- **Required actions**:
(a) In the multiagent systems Q&A, why can a distracting message sometimes help an agent? Answer in one to three sentences.
(b) Carry on the multiagent systems Q&A from the point where it stops.
[Start of Selected passage]
A7:  Actually, task decomposition may or may not increase the overhead for agent computation. 

 

Yes, there are studies/metrics that address these issues.  Usually, communication is measured in transmission cost (delay, message sending, etc.) and message processing (composition, parsing, understanding, etc.)  For computation, we look at storage space, memory space, CPU requirement, number of milliseconds required, number of CPU cycles required, number of disk accesses, etc.  In most studies, comparative analyses are performed.  For example, we see whether a particular design improves the computation performance or requires less communication.  Also, some studies assume communication to be free and unbound, and thus concentrate only on reducing computation load.  More importantly, there is not a single method to determine the best balance for computation time and communication time.  The rule of thumb is to have a good enough balance that works for the agents.  It depends on how costly computation time is and how costly communication time is.  Whichever is costlier, you try to minimize that one more.

 

Q8:  a multiagent system … task decomposition can be a timesaver … a distributed design paradigm … besides these two, is there another reason to design the system in this manner?

 

A8:  Yes, there are many other reasons: flexibility, robustness, scalability, responsiveness, timeliness, confidence, efficiency, etc.  These are issues we have talked about in Chapter 2.

 

Q9:  In distributed problem solving, multiple agents can work in parallel in solving one problem.  Is that in any way related to the grid computing?

 

A9:  Remotely, yes, the two are related.  But they are two very different topics.  Grid computing is an infrastructure, taking advantage of parallel processing capabilities of computers.  Distributed problem solving is how you could decompose a task into subtasks and solve the overall problem effectively and efficiently among distributed processes.  Grid computing can only do as well as parallelism allows.  Distributed problem solving takes it a level higher—it is a paradigm that deals the fundamental issues of a problem.

 

Q10:  Can runtime plan coordination be used for purely reactive agents?

 

A10:  Yes.  A purely reactive agent can observe and react in a situation-action manner.  It can keep doing the same action as long as the situation persists.  Thus, the coordination here is based on the belief that the situation will be solved sooner or later.

 

Q11:  For what types of agents has interleaved planning execution been successfully applied?

 

A11:  Rational, deliberative agents.  Agents that know how to minimize changes in their re-planning so as to not affect other un-related agents.

 

Q12:  Is distraction among agents always bad, what about optimization problems?  Does distraction imply that agents will converge on the same solution?

 

Q12:  According to the book, distraction is defined as the phenomenon of changing the course of an agent’s search due to received messages.  There is negative distraction, but positive distraction also can occur.  To address the questions, first let us review what we think of agents.  In general, we want each agent to be autonomous, to be able to handle its part of the environment, to be able to good at solving its particular set of problems.  This is not always the case.  But in general, it is a good metric to see how worthwhile a multiagent truly is.  So, now, if there are too many messages exchanged among the agents, halting agents’ current searches, modifying agents’ solution paths, this may encourage collusion.  It may not necessary converge on the same solution.  Collusion may be a dead end as well as a solution.  Too much distraction from an agent who has incorrect data may influence other agents into believing in a wrong approach, resulting in a failure.  But there is positive distraction.  It is possible that an agent, working on its own, is heading into a wrong solution path (e.g., a local minima or maxima in a hill-climbing algorithm).  In this case, if the agent receives a message that steers it from that path just in time, or provides a backtracking alternative from the wrong path, then the message is useful.  But, to constitute a distraction, there has to be many messages or results shared.  I can see one example:   if an agent is trying to control a fast-moving flying object, it needs constant messages from other agents controlling other objects in the airspace.
[End of Selected passage]
[Start of Records provided]
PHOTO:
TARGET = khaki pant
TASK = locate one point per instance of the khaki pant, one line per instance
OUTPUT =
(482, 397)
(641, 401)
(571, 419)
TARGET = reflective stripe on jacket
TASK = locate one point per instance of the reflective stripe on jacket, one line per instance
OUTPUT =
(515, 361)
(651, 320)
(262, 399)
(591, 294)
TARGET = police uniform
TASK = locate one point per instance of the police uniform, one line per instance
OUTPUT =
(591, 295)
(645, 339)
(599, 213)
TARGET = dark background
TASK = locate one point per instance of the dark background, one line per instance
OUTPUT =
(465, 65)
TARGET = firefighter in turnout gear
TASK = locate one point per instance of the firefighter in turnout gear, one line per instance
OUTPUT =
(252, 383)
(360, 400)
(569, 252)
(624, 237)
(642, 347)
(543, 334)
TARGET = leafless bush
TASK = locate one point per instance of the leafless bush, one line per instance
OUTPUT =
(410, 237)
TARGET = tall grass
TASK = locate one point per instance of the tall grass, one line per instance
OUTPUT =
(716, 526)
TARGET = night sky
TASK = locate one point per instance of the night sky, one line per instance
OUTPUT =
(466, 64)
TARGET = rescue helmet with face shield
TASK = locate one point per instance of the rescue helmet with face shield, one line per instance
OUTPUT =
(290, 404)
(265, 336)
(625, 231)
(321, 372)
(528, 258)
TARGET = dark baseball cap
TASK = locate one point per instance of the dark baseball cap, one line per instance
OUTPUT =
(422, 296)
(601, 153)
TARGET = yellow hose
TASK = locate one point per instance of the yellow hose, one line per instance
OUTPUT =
[End of Records provided]
- **Answers for the exercise**:
(a) An agent working on its own may be heading down a wrong solution path, such as a local minimum or maximum in a hill-climbing algorithm. A message that steers it off that path in time, or offers a way to backtrack, keeps it from settling on a bad solution.

(b)
 

As we have discussed in the class: too much communication consumes bandwidth and processing resources, too little communication may result in decision making based on stale/out-of-date information.  It is a delicate balance to achieve an optimal usage of communication.  Usually, researchers look for a range of acceptable communication:  no more than the limits, and just enough to ensure effective and efficient coordination.

 

See also Q5.

 

Q13:  How does the distributed hierarchical planning work?

 

Q13:  I have specifically talked about this in class.  Still, one student had this question in his Topic Summary.  This is an important and elegant concept.  So, I will re-iterate what I have said in class here.  First, what is hierarchical planning?  It is done through abstraction.  For example, if I know you can give me output O1 given input I2, then I do not really need to know how you achieve O1 given I2, as long as we both assume that what you do will not affect me.  This is abstraction.  This allows two agents to come to an acceptable plan quickly, without having to examine every step of an action—in this case, the steps that generate O1 out of I2.  The use of abstraction is evident in object-oriented programming (OOP), and one could infer its benefits from the context of OOP.

 

Now, what is distributed hierarchical planning work?  If agent 1 needs to perform 4 tasks generate O1 and agent 2 needs to perform 5 tasks to generate O2, now, agent 1 and agent 2 needs to make sure that what they do do not conflict with each other’s tasks.  One way to do this is: agent 1 tells agent 2 about the 4 tasks that it will do, and agent 2 tells agent 2 about the 5 tasks that it will do.  They will try to look at possible resource contention, blocking, and so on.  This is indeed cumbersome.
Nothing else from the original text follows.